• _Problem to solve_
Below are records; transcribe only the line with "Target: car side mirror" and those after it, through the last line, without any change.
::::::
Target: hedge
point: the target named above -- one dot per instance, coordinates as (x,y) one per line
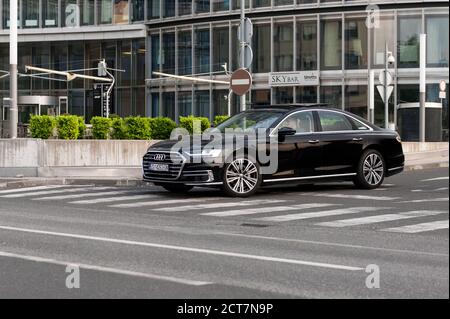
(219,119)
(67,127)
(161,127)
(42,126)
(187,122)
(138,128)
(101,127)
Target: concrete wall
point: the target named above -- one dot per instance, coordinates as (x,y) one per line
(118,158)
(80,158)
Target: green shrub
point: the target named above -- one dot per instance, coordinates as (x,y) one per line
(161,127)
(101,127)
(187,122)
(219,119)
(81,127)
(138,128)
(42,126)
(67,127)
(119,130)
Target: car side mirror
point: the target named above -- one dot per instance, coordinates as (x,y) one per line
::::::
• _Solved exercise_
Target: car side mirror
point: the target named above -- one dot per instance, coordinates as (x,y) one per line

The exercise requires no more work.